- **The task**: Print the records below exactly as they appear.

- **Source records**:

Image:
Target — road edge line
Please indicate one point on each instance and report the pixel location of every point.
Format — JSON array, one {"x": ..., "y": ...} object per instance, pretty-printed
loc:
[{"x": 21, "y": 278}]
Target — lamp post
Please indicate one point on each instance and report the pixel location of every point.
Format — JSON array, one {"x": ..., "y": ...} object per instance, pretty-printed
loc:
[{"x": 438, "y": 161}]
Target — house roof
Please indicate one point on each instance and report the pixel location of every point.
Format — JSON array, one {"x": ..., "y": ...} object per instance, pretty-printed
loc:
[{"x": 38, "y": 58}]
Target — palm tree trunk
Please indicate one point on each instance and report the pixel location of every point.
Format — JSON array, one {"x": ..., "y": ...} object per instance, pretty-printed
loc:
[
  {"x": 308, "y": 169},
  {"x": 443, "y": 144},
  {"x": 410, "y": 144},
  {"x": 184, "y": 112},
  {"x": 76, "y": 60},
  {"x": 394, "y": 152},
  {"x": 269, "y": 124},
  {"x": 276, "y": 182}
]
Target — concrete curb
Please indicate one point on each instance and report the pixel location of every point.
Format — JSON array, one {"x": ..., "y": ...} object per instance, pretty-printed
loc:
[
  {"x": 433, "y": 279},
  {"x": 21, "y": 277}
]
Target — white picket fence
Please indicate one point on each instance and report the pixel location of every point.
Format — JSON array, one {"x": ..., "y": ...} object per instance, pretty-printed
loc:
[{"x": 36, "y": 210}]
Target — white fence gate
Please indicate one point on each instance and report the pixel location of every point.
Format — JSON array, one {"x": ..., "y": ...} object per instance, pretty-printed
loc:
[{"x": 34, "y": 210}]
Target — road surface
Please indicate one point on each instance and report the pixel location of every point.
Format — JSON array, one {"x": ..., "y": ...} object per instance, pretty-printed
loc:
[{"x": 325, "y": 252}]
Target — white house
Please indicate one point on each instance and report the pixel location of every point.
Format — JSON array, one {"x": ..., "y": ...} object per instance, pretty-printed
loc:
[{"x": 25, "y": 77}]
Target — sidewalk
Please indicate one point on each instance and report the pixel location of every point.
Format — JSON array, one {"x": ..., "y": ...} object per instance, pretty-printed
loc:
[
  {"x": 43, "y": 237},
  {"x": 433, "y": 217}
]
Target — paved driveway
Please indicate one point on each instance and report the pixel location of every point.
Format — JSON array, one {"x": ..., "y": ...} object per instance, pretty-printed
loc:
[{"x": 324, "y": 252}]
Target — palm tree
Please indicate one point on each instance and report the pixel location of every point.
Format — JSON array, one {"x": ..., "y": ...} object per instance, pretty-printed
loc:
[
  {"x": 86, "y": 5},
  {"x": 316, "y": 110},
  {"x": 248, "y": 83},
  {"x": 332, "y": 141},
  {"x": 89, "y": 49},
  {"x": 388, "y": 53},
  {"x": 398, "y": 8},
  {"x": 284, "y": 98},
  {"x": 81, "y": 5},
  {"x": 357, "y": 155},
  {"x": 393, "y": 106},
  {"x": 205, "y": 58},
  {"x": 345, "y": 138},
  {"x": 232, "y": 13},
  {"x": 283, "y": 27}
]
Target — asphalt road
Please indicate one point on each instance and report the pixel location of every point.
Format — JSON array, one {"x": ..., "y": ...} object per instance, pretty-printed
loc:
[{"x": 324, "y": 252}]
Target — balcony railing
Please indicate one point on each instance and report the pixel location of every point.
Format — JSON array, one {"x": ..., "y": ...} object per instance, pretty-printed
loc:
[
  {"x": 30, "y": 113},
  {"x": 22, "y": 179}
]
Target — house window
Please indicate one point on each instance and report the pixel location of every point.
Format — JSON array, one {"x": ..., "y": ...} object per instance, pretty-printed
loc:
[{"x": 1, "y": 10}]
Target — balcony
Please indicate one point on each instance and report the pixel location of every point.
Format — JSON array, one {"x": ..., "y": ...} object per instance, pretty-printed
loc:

- **Result of the task**:
Image:
Target — road edge line
Please indicate one point on each instance and report the pixel location of every point.
Format — JSON array, one {"x": ..., "y": ...} object per instance, pretty-printed
loc:
[{"x": 21, "y": 278}]
Target — lamp post
Please indicate one point on each instance and report the pixel location of every point.
Format — JSON array, one {"x": ..., "y": ...} object per instance, pretty-printed
loc:
[{"x": 438, "y": 161}]
Target — house roof
Please indicate one point on each instance and report the pixel location of every point.
Format — JSON array, one {"x": ..., "y": ...} object per instance, pretty-printed
loc:
[{"x": 38, "y": 58}]
Target — palm tree trunk
Please indicate one point on each instance and report the pixel location of every point.
Format — JSON array, one {"x": ..., "y": ...} object per instance, pretty-printed
loc:
[
  {"x": 308, "y": 169},
  {"x": 443, "y": 144},
  {"x": 410, "y": 144},
  {"x": 184, "y": 112},
  {"x": 76, "y": 60},
  {"x": 394, "y": 152},
  {"x": 269, "y": 124},
  {"x": 276, "y": 182}
]
Target — concrete curb
Please indicate one point on each instance and report the pixel location of every point.
Format — JSON array, one {"x": ..., "y": ...} object per instance, pretty-printed
loc:
[
  {"x": 433, "y": 279},
  {"x": 21, "y": 277}
]
Target — white picket fence
Please indicate one point on each instance and report the pixel location of every point.
Format — JSON array, one {"x": ..., "y": ...} object per instance, pretty-printed
loc:
[{"x": 36, "y": 210}]
Target — white fence gate
Please indicate one point on each instance and report the pixel location of every point.
Format — JSON array, one {"x": ..., "y": ...} object per instance, pretty-printed
loc:
[{"x": 34, "y": 210}]
Target — road surface
Please indicate one point on each instance and report the pixel location of every point.
Format — JSON array, one {"x": ..., "y": ...} object per instance, pretty-printed
loc:
[{"x": 325, "y": 252}]
Target — white house
Please indicate one point on each instance and report the pixel location of every point.
Format — JSON array, one {"x": ..., "y": ...} object per instance, pretty-printed
loc:
[{"x": 25, "y": 77}]
Target — sidewalk
Please indicate one point on each instance and report the pixel location of every point.
Format — JSON array, one {"x": ..., "y": ...} object per instance, pretty-printed
loc:
[
  {"x": 43, "y": 237},
  {"x": 433, "y": 217}
]
Target — paved driveway
Please indicate one point on each instance and report the pixel location of every point.
Format — JSON array, one {"x": ..., "y": ...} object per instance, pretty-printed
loc:
[{"x": 324, "y": 252}]
Target — palm tree
Please indicate one point on each instance and report the pixel location of every point.
Format — JSON array, one {"x": ..., "y": ...} object per instance, pretty-printed
loc:
[
  {"x": 86, "y": 5},
  {"x": 316, "y": 110},
  {"x": 248, "y": 83},
  {"x": 332, "y": 141},
  {"x": 89, "y": 49},
  {"x": 388, "y": 53},
  {"x": 398, "y": 8},
  {"x": 284, "y": 98},
  {"x": 81, "y": 5},
  {"x": 357, "y": 155},
  {"x": 393, "y": 106},
  {"x": 205, "y": 58},
  {"x": 345, "y": 138},
  {"x": 232, "y": 13},
  {"x": 283, "y": 27}
]
Target — asphalt road
Please indicate one point on each instance and report the pixel location of every point.
Format — JSON array, one {"x": ..., "y": ...} object per instance, pretty-printed
loc:
[{"x": 324, "y": 252}]
Target — balcony railing
Please indicate one point on each instance and report the pixel location of every point.
Format — JSON array, one {"x": ..., "y": ...} object per instance, pretty-printed
loc:
[
  {"x": 30, "y": 113},
  {"x": 22, "y": 179}
]
Target — house window
Please indicate one point on each instance and report the pixel location of every point.
Format — JSON array, one {"x": ..., "y": ...} object per instance, pretty-printed
loc:
[{"x": 1, "y": 10}]
Target — balcony
Please indicate one point on each instance and report the pixel location of every point.
Format — JSON array, one {"x": ..., "y": ...} object per instance, pretty-printed
loc:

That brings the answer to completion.